- _TEXT BLOCK_:
↓↓↓

Prof. Emeritus Hans R. Griem, a noted expert in high-temperature plasmas and spectroscopy, died on October 2, 2019.

Prof. Griem received his Ph.D. from the Universität of Kiel, Germany, in 1954 and accepted a Fulbright Fellowship working on upper atmospheric physics at UMD. He returned to Universität Kiel for a two-year appointment before joining the UMD faculty in 1957.   He was well known for his research on radiation from highly ionized atoms in high temperature plasmas, and for his work on spectral line broadening (and shifts) in dense plasmas.  He was a consultant with Los Alamos National Laboratory during most of his career, and retired from UMD in 1994.

↑↑↑

- _EXERCISE DATA_:

↓↓↓

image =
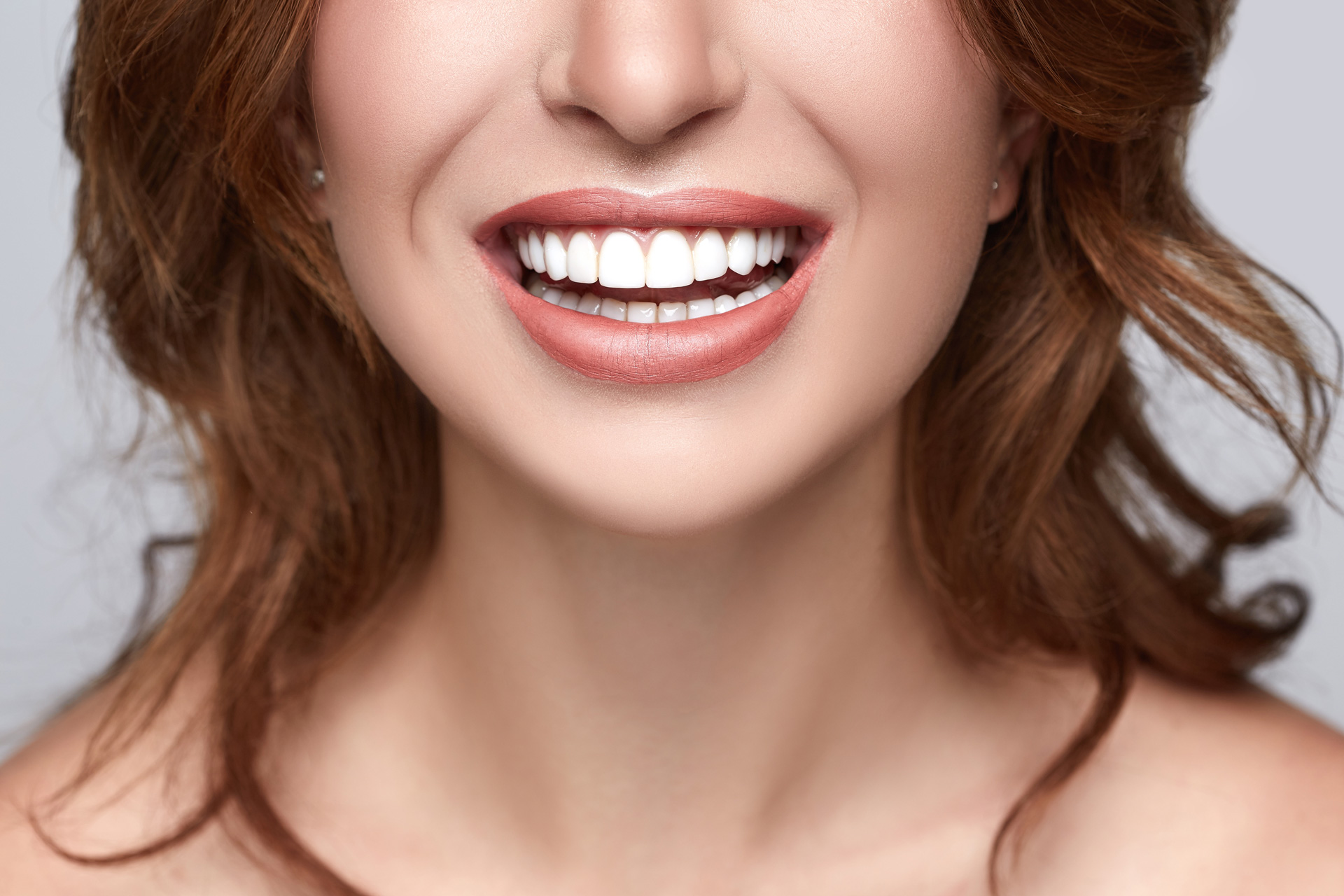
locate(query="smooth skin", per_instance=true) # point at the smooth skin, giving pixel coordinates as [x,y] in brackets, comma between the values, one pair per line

↑↑↑

- _TASKS TO COMPLETE_:
1. Translate this sentence from the text about Hans R. Griem into Spanish: "He was a consultant with Los Alamos National Laboratory during most of his career, and retired from UMD in 1994."
2. Write what comes next in the text about Hans R. Griem, picking up after its final sentence.

- _REPLIES_:
1. Fue consultor del Laboratorio Nacional de Los Álamos durante la mayor parte de su carrera y se jubiló de la UMD en 1994.

2.
He was a fellow of the American Physical Society and a referee for several journals, including Physical Review Letters.  Among his accolades were a Guggenheim Fellowship, a Humboldt Award and the William F. Meggers Award of the Optical Society.  In 1991 he received the James Clerk Maxwell Prize in Plasma Physics for "his numerous contributions to experimental plasma physics and spectroscopy, particularly in the area of improved diagnostic methods for high temperature plasmas, and for his books on plasma spectroscopy and spectral line broadening in plasmas that have become standard references in the field."

Prof. Griem was instrumental in founding the UMD Institute Research in Electronics and Applied Physics, and served as one of the first directors of IREAP. He advised over 40 doctoral students in his time at UMD.

Jim Griffin, Hans Griem and Doug Currie in 2001.

In The Washington Post obituary published Oct. 6, 2019, the Griem family kindly directed donations in Prof. Griem's name to UMD Physics.